**Exercise instructions**
Set the listing down again in full, word for word, with the pictures left out.

═════ Excerpted records ═════

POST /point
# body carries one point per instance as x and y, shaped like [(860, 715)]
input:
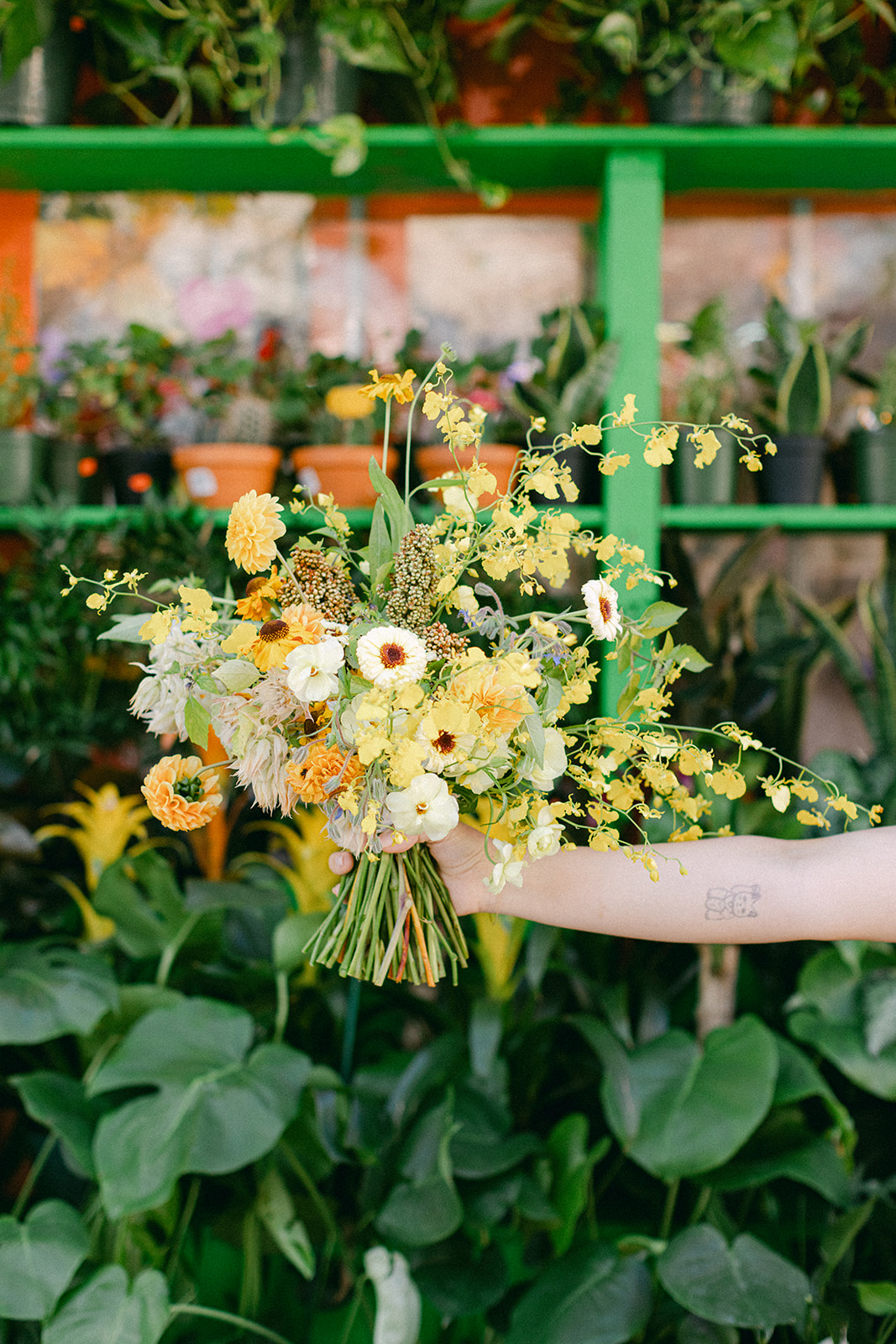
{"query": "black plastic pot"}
[(711, 486), (873, 452), (42, 91), (137, 474), (715, 97), (795, 472)]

═════

**Exercise output**
POST /point
# body carries one point per instance as x and y, shaped like [(860, 715)]
input:
{"query": "black plastic pot"}
[(711, 486), (873, 452), (42, 91), (137, 474), (715, 97), (795, 472)]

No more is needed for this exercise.